Text segment »
__________________________________________________

Public Release: 

Energy in the 21st century: government policy and alternative sources

American Chemical Society

The California energy crisis reawakened public concerns about energy, mostly dormant since the energy crisis of the 1970s. After more than 20 years of research into alternative energy sources, the United States still relies on fossil fuels for 85 percent of its energy and imports the majority of its oil, according to the Department of Energy.

Underlying the political statements and public worries about the possibility of an energy crisis are real questions about our energy supply and policies, such as: How much energy do we use? How much will we need in the future? And, how can we create energy in a way that doesn't damage the environment? Studies addressing these and other questions will be presented at the 222nd national meeting of the American Chemical Society, the world's largest scientific society.

  • Antonia Herzog, Ph.D., and Daniel Kammen, Ph.D., of the University of California, Berkeley, have found a strong relationship between energy R&D spending and energy-related patents, leading them to suggest that a history of underinvestment detracts from our ability to respond to emerging energy problems. (The paper on this research, CHED 38, will be presented at 4:25 p.m., Sunday, August 26, in McCormick Place South, Room S401.)

  • John Turner, Ph.D., of the National Renewable Energy Laboratory discusses how hydrogen, potentially the best storage system for energy produced from renewable sources, could be used and incorporated into the energy infrastructure. (The paper on this research, CHED 36, will be presented at 3:35 p.m., Sunday, August 26, in McCormick Place South, Room S401.)

__________________________________________________

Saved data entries
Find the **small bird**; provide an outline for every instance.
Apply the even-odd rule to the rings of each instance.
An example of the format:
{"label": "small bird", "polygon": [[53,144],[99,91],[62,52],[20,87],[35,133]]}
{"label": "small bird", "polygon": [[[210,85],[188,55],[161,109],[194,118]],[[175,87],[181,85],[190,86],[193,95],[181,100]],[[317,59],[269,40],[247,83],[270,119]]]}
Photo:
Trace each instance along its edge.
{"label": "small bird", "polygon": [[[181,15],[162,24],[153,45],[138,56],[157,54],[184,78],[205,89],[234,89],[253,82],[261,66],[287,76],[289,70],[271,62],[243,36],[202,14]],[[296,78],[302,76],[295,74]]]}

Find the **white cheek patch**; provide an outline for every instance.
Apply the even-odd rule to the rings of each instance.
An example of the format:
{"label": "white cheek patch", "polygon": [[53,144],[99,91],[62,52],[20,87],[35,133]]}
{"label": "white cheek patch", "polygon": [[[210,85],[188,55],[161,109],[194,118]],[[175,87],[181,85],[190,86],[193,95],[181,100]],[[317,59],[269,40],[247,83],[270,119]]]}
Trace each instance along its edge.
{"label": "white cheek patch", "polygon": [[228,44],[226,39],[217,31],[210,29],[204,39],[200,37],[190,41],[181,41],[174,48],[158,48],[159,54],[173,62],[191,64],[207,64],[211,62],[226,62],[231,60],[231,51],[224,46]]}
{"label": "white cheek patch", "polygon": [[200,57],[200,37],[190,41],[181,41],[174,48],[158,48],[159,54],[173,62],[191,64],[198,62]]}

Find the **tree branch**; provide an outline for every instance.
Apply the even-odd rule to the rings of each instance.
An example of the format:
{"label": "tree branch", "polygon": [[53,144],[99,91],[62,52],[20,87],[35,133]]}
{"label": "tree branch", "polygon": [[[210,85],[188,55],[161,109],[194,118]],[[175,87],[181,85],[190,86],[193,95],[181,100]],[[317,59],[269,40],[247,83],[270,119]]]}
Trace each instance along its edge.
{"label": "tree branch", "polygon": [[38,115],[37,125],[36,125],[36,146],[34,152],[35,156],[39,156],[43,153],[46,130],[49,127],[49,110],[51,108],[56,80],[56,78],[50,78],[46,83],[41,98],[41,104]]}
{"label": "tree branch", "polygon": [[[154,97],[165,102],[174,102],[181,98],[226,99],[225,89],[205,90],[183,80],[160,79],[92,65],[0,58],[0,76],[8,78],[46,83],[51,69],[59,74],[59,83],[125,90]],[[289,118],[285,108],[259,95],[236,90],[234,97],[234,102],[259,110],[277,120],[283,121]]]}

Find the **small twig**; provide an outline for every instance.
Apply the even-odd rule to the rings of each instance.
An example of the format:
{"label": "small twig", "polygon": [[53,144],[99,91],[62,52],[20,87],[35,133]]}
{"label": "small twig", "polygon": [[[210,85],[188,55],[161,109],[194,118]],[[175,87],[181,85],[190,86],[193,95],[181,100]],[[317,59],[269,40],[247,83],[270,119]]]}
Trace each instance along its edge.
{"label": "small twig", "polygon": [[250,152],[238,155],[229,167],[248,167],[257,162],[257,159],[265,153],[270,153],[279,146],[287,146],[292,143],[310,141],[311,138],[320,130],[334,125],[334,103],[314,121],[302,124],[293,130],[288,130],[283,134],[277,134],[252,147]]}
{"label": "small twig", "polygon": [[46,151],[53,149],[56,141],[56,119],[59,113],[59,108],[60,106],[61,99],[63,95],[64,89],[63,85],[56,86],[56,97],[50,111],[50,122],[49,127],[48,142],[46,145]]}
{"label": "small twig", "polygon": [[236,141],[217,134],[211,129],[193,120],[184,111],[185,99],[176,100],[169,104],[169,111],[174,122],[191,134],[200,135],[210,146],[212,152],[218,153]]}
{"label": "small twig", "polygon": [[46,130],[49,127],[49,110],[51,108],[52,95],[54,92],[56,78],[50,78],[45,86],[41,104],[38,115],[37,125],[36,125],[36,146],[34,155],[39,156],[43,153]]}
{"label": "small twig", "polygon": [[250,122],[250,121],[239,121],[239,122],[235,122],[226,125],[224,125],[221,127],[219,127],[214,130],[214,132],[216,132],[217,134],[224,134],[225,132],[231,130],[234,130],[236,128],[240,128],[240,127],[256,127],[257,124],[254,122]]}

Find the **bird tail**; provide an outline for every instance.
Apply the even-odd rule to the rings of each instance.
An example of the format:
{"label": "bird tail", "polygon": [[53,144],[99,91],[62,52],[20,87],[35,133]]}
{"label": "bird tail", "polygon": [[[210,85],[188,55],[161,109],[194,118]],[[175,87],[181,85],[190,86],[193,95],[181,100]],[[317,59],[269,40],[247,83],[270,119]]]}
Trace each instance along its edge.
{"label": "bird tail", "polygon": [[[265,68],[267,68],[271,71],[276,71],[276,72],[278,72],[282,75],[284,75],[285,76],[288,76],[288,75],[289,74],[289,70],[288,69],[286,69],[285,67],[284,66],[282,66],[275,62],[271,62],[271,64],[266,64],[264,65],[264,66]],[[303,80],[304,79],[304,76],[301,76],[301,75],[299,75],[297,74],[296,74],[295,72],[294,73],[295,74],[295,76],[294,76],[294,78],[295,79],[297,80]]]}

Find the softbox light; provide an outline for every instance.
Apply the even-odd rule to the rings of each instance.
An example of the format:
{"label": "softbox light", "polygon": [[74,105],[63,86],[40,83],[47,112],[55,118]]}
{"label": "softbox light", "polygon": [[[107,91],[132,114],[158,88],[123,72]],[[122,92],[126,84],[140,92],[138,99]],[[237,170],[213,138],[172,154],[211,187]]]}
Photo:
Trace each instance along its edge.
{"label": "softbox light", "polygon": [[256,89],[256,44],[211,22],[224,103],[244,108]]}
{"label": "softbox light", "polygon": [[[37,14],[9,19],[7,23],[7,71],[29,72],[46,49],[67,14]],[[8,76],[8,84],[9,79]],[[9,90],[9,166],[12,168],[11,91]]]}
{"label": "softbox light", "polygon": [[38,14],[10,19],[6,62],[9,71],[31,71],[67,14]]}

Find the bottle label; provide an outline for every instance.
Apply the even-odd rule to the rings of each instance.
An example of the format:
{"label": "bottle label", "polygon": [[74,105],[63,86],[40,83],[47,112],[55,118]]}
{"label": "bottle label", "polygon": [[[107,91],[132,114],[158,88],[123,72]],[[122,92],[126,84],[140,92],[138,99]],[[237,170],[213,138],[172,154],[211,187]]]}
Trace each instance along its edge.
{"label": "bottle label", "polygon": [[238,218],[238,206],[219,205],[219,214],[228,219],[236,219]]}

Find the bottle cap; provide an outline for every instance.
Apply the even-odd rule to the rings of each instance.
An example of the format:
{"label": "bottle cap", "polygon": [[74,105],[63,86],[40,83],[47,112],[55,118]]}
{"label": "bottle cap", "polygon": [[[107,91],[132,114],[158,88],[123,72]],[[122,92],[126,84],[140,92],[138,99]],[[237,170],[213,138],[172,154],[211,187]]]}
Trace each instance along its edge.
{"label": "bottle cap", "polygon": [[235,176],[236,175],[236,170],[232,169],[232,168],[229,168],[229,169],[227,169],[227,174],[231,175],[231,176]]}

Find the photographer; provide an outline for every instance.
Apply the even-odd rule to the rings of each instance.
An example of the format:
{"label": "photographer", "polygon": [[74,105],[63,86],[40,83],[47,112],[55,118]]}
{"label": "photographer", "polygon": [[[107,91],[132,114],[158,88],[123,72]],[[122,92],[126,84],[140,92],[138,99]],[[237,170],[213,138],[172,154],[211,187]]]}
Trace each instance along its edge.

__________________________________________________

Questions on the material »
1. According to the energy policy article, what percentage of U.S. energy still comes from fossil fuels?
2. Please carry on the energy policy article after its last sentence.
The items have nothing to do with the energy policy article.

Answers to the exercises »
1. 85 percent

2.
Extra-strength batteries for your car or home -- Fuel cells are a promising source of alternative energy because they can potentially produce a large and steady stream of energy with little pollution, even when they are powered by fossil fuels. The Department of Energy estimates that fuel cells could be powering some cars, homes, and businesses by 2015.

  • Mohammad Farooque, Ph.D., of Fuel Cell Energy will discuss the possibilities of commercializing carbonate fuel cells. Powered by either fossil fuels or renewable energy, carbonate fuel cells efficiently produce clean electricity. Even better, they can be made using established manufacturing processes. (The paper on this research, FUEL 20, will be presented at 3:30 p.m., Sunday, August 26, in McCormick Place Lakeside Center, Room E258.)

  • Serguei Lvov, Ph.D., of Pennsylvania State University discusses the history, design, and possible applications of alkaline fuel cells, which were first used to power a vehicle in 1958 and have been used by NASA on manned missions since 1965. (The paper on this research, FUEL 18, will be presented at 1:00 p.m., Sunday, August 26, in McCormick Place Lakeside Center, Room E258.)